**WHAT THIS TASK INVOLVES**
Print the line containing "Target: log pile" and each line after it through the end, please, with nothing added.

-- BEGIN --

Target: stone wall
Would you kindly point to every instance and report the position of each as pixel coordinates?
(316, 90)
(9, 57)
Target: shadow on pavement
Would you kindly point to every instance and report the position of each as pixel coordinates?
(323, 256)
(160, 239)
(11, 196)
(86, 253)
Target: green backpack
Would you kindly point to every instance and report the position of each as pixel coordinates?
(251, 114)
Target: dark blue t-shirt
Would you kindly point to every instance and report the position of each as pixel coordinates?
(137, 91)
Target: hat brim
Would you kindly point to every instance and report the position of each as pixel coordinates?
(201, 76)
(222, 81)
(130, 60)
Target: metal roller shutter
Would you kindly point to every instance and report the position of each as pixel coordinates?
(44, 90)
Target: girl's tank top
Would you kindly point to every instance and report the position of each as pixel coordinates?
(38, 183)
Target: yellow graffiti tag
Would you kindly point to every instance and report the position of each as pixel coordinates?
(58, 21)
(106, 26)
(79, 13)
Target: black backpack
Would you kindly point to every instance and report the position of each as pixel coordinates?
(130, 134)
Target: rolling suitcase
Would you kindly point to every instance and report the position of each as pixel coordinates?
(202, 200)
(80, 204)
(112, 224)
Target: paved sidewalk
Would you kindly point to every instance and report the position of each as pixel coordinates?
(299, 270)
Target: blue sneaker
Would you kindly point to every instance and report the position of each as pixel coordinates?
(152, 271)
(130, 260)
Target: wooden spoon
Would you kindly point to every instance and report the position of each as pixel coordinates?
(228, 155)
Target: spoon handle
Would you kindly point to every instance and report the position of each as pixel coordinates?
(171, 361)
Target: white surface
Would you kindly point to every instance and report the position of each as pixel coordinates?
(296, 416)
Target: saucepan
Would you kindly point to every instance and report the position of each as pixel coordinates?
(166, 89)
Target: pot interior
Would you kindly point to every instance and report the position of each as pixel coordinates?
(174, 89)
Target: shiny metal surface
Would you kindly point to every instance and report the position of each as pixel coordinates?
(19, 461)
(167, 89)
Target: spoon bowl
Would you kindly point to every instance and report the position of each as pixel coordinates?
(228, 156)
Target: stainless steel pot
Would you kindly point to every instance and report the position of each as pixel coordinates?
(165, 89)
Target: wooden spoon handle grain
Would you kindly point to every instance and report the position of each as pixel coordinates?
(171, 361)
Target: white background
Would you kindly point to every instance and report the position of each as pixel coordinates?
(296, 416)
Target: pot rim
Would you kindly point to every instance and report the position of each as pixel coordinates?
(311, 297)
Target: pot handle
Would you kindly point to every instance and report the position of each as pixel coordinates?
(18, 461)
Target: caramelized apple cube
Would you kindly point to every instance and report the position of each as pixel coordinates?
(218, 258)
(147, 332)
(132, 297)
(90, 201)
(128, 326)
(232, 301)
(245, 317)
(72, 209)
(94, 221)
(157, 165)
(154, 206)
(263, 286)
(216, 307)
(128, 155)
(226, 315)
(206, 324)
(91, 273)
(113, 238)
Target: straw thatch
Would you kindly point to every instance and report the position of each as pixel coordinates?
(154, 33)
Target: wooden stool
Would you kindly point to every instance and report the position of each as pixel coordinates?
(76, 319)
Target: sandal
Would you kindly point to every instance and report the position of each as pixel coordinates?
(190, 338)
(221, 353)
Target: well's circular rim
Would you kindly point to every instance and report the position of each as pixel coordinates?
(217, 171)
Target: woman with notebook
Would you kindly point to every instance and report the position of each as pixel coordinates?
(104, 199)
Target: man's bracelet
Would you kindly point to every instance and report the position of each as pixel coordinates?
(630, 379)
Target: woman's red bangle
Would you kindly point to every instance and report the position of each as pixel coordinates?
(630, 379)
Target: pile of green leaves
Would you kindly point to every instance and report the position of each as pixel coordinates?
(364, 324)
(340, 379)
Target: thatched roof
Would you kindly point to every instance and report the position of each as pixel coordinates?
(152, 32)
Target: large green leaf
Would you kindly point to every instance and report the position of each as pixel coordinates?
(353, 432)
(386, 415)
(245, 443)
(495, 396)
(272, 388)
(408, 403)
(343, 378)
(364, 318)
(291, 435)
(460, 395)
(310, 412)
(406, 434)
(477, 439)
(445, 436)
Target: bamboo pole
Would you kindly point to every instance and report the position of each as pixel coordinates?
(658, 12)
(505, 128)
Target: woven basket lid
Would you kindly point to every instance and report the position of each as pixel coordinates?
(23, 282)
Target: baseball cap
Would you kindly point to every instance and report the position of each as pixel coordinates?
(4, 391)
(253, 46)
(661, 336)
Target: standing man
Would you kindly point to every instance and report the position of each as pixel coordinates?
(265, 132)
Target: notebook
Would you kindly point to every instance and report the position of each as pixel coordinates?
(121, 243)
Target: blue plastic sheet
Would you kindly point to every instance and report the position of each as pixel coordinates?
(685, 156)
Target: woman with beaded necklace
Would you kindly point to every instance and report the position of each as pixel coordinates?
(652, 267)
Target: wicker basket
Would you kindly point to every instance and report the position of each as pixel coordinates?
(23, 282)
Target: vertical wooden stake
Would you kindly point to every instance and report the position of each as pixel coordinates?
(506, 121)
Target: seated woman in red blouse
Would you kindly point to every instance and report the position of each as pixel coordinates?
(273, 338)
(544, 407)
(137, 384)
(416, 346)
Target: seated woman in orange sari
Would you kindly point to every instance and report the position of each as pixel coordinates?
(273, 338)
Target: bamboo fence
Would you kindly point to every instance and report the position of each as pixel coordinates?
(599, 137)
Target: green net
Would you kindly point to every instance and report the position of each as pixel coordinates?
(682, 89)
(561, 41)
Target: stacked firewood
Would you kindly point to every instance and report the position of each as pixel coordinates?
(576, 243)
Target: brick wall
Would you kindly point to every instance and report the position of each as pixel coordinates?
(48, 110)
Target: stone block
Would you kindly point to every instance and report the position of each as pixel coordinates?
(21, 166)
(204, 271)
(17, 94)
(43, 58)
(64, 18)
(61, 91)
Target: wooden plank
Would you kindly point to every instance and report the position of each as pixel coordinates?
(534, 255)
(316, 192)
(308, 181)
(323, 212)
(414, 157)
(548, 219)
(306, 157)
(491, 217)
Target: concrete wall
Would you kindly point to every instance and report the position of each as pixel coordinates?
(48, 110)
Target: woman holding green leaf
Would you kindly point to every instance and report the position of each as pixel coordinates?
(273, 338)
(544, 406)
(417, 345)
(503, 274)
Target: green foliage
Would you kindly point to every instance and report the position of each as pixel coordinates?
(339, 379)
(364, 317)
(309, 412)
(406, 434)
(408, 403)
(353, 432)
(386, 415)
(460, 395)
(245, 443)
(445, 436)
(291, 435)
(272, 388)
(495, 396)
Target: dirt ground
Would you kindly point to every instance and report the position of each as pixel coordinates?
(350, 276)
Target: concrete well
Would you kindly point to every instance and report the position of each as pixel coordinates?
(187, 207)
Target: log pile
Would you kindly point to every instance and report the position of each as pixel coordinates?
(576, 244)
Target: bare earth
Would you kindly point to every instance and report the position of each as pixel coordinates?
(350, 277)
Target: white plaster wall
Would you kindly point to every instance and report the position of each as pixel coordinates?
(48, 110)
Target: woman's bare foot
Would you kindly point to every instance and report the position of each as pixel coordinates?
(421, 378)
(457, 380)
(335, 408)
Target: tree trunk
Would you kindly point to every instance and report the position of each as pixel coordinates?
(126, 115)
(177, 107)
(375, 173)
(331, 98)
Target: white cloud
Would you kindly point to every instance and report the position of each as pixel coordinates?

-- END --

**SOLUTION FOR THIS TASK**
Target: log pile
Would you kindly point to every instance and report the position of each as pixel coordinates?
(576, 244)
Target: bare earth
Would you kindly point to every instance and report the position of each as pixel coordinates?
(350, 277)
Target: white plaster wall
Would you kindly point to every instance and report the position of each as pixel coordinates?
(48, 110)
Target: woman's bare foot
Would you kindly point to every instance and report the position of each as pixel coordinates?
(421, 378)
(457, 380)
(335, 408)
Target: tree trunk
Would you kindly point to every instance and report the position of each as pixel coordinates?
(126, 115)
(177, 107)
(375, 173)
(331, 98)
Target: white cloud
Would you kindly point to every instance and report the position of each as pixel coordinates?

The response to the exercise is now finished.